* [Problems]
a - Decide whether each statement agrees with the collateral annex excerpt. Give yes or no for each, with the deciding words from the excerpt quoted exactly.
(i) When the relevant agencies rate the same negotiable debt obligation differently, the higher rating applies.
(ii) The Independent Amount is zero.
(iii) As of the date of the Annex, some items qualify as Other Eligible Support.
b - According to the collateral annex excerpt, which rating agency must have rated the Eligible Collateral before it may be posted?
c - Rewrite the paragraph of the collateral annex excerpt that begins "Other Eligible Support. Such Other Eligible Support" as a short bulleted list. Keep its main facts.

* [Source passage]
________________________

For the avoidance of doubt, where negotiable debt obligations are rated by only one of the above relevant rating agencies, the rating applied will be based on the rating of that agency. Notwithstanding the foregoing, the Eligible Collateral referenced above may only be posted if S&P has assigned a rating to such Eligible Collateral.

Where the ratings of the relevant agencies differ with respect to the same negotiable debt obligation, the lower of the ratings shall apply.

 



 

In addition, upon a Ratings Event, Party A shall agree the Valuation Percentage in relation to (C) through (H) above with the relevant rating agency, which shall be S&P, Moody's and Fitch (to the extent such ratings agency has provided a rating for the underlying Certificates); provided, however, that if Party A is required to post collateral in accordance with the terms of this Agreement it shall post only (A) and (B) above until such time as the Valuation Percentages are agreed.

Other Eligible Support. Such Other Eligible Support as the Pledgor may designate; provided, at the expense of the Pledgor, the prior written consent of the relevant rating agency, which shall be S&P, Moody's and Fitch (to the extent such ratings agency has provided a rating for the underlying Certificates)), shall have been obtained. For the avoidance of doubt there are no items which qualify as Other Eligible Support as of the date of this Annex.

Thresholds.

"Independent Amount" means zero.

"Threshold" means for Party A:

infinity, unless (i) a Ratings Event occurs and is continuing and (ii) Party A has not otherwise complied with Part 1(h) of this Agreement, then its Threshold shall be zero, or

in the event that Party A has otherwise complied with Part 1(h)of this Agreement, its Threshold shall continue to be infinity.

________________________

* [Given records]

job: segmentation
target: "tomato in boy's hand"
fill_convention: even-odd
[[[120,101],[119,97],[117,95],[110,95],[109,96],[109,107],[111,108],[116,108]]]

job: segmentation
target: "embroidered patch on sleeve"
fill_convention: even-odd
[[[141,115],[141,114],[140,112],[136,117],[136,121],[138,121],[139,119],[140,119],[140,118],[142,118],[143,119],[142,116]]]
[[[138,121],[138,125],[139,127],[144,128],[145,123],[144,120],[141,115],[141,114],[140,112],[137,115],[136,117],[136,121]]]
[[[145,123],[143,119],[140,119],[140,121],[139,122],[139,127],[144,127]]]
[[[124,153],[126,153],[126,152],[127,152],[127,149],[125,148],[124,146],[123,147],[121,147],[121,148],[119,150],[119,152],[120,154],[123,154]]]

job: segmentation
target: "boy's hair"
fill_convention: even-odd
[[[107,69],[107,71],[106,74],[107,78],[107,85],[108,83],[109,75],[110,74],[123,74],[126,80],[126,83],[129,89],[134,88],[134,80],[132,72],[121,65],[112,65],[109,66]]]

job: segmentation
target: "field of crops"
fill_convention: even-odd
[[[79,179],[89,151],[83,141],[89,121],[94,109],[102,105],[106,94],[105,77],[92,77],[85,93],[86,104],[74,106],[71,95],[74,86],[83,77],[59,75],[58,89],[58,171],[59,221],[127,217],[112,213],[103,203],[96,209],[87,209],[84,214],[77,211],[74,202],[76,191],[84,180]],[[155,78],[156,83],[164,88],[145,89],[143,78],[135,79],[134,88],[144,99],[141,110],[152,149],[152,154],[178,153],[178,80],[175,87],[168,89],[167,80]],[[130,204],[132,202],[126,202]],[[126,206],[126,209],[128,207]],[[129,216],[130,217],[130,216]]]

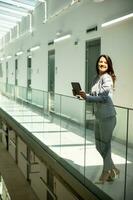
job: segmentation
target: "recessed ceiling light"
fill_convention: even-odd
[[[95,3],[103,2],[104,0],[93,0]]]

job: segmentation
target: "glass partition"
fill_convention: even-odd
[[[61,155],[84,177],[85,101],[61,96]],[[67,165],[66,165],[67,166]],[[68,166],[68,170],[69,166]],[[75,171],[75,172],[76,172]],[[73,172],[74,173],[74,172]],[[83,177],[78,175],[78,178]]]
[[[133,109],[115,106],[117,123],[111,153],[117,176],[97,184],[103,160],[95,145],[93,105],[75,97],[54,94],[54,109],[51,109],[48,92],[32,89],[31,101],[27,102],[26,88],[19,87],[18,91],[21,101],[17,101],[16,96],[16,101],[1,96],[1,107],[25,127],[37,143],[47,146],[48,153],[52,152],[61,165],[100,198],[130,199],[133,195]]]

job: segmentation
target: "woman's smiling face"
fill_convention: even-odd
[[[98,62],[98,70],[99,74],[104,74],[108,70],[107,60],[103,56],[100,58]]]

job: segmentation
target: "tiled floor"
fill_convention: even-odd
[[[38,200],[16,163],[0,142],[0,173],[11,200]]]

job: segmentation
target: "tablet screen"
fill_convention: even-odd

________________________

* [Final results]
a -
(i) No: "Where the ratings of the relevant agencies differ with respect to the same negotiable debt obligation, the lower of the ratings shall apply."
(ii) Yes: "Independent Amount" means zero.
(iii) No: "For the avoidance of doubt there are no items which qualify as Other Eligible Support as of the date of this Annex."

b - S&P.

c -
- The Pledgor may designate Other Eligible Support.
- The relevant rating agency must first give prior written consent. That agency is S&P, Moody's and Fitch, to the extent each has rated the underlying Certificates.
- Obtaining that consent is at the Pledgor's expense.
- As of the date of the Annex, no items qualify as Other Eligible Support.